REQUIRED ACTIONS:
1. Write out everything from "Ion currents and action" down to "by Western blotting." in the text on ion channel distribution in ventricular myocardium, copying it word for word.
2. Extend the text on ion channel distribution in canine and human ventricular myocardium, picking up after its last sentence.

Start of TEXT FOR ANALYSIS

Article

Apico-basal inhomogeneity in distribution of ion channels in canine and human ventricular myocardium.

Department of Physiology, University of Debrecen, P.O. Box 22, H-4012 Debrecen, Hungary.
Cardiovascular Research (Impact Factor: 5.81). 04/2005; 65(4):851-60. DOI: 10.1016/j.cardiores.2004.11.022
Source: PubMed

ABSTRACT The aim of the present study was to compare the apico-basal distribution of ion currents and the underlying ion channel proteins in canine and human ventricular myocardium.
Ion currents and action potentials were recorded in canine cardiomyocytes, isolated from both apical and basal regions of the heart, using whole-cell voltage clamp techniques. Density of channel proteins in canine and human ventricular myocardium was determined by Western blotting.

End of TEXT FOR ANALYSIS
Start of RECORD EXCERPTS

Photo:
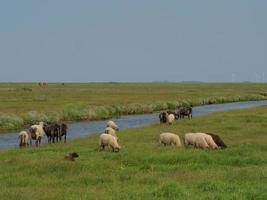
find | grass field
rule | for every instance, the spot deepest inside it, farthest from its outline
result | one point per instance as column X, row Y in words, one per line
column 145, row 170
column 22, row 104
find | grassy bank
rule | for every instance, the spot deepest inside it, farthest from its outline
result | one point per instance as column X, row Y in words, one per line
column 145, row 170
column 25, row 104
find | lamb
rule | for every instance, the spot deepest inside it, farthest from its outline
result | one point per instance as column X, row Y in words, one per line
column 196, row 140
column 113, row 125
column 111, row 131
column 170, row 118
column 217, row 140
column 23, row 139
column 169, row 139
column 108, row 140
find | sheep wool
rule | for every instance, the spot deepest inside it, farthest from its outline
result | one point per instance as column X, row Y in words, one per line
column 170, row 118
column 169, row 139
column 197, row 140
column 108, row 140
column 111, row 131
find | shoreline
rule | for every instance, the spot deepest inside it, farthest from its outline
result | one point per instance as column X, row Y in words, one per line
column 134, row 110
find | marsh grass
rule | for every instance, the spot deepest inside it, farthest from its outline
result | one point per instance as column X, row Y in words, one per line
column 25, row 104
column 144, row 169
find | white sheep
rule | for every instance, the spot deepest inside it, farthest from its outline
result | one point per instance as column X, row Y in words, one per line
column 111, row 131
column 209, row 140
column 197, row 140
column 113, row 125
column 170, row 118
column 108, row 140
column 23, row 139
column 169, row 139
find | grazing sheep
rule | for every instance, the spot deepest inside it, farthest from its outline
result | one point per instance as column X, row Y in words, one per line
column 23, row 139
column 113, row 125
column 196, row 140
column 170, row 118
column 209, row 140
column 169, row 139
column 39, row 129
column 174, row 113
column 63, row 131
column 111, row 131
column 217, row 140
column 71, row 156
column 51, row 131
column 108, row 140
column 34, row 134
column 55, row 131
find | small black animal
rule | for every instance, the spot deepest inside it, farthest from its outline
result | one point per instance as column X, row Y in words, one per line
column 217, row 140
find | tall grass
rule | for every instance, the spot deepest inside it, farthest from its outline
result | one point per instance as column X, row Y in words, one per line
column 143, row 169
column 25, row 104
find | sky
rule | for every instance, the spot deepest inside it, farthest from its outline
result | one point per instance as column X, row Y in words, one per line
column 133, row 41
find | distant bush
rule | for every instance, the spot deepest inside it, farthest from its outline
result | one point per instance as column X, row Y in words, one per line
column 24, row 89
column 10, row 121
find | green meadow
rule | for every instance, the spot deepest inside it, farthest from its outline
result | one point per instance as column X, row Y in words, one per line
column 22, row 104
column 143, row 169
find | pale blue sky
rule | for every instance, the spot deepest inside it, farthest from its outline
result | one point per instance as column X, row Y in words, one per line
column 133, row 41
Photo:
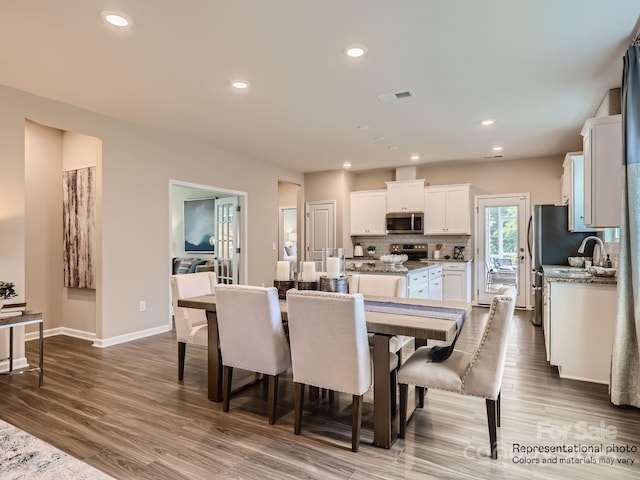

End of RECORD EXCERPTS

WRITTEN ANSWERS:
1.
Ion currents and action potentials were recorded in canine cardiomyocytes, isolated from both apical and basal regions of the heart, using whole-cell voltage clamp techniques. Density of channel proteins in canine and human ventricular myocardium was determined by Western blotting.

2.
Action potential duration was shorter and the magnitude of phase-1 repolarization was significantly higher in apical than basal canine myocytes. No differences were observed in other parameters of the action potential or cell capacitance. Amplitude of the transient outward K(+) current (29.6+/-5.7 versus 16.5+/-4.4 pA/pF at +65 mV) and the slow component of the delayed rectifier K(+) current (5.61+/-0.43 versus 2.14+/-0.18 pA/pF at +50 mV) were significantly larger in apical than in basal myocytes. Densities of the inward rectifier K(+) current, rapid delayed rectifier K(+) current, and L-type Ca(2+) current were similar in myocytes of apical and basal origin. Apico-basal differences were found in the expression of only those channel proteins which are involved in mediation of the transient outward K(+) current and the slow delayed rectifier K(+) current: expression of Kv1.4, KChIP2, KvLQT1 and MinK was significantly higher in apical than in basal myocardium in both canine and human hearts.
The results suggest that marked apico-basal electrical inhomogeneity exists in the canine-and probably in the human-ventricular myocardium, which may result in increased dispersion, and therefore, cannot be ignored when interpreting ECG recordings, pathological alterations, or drug effects.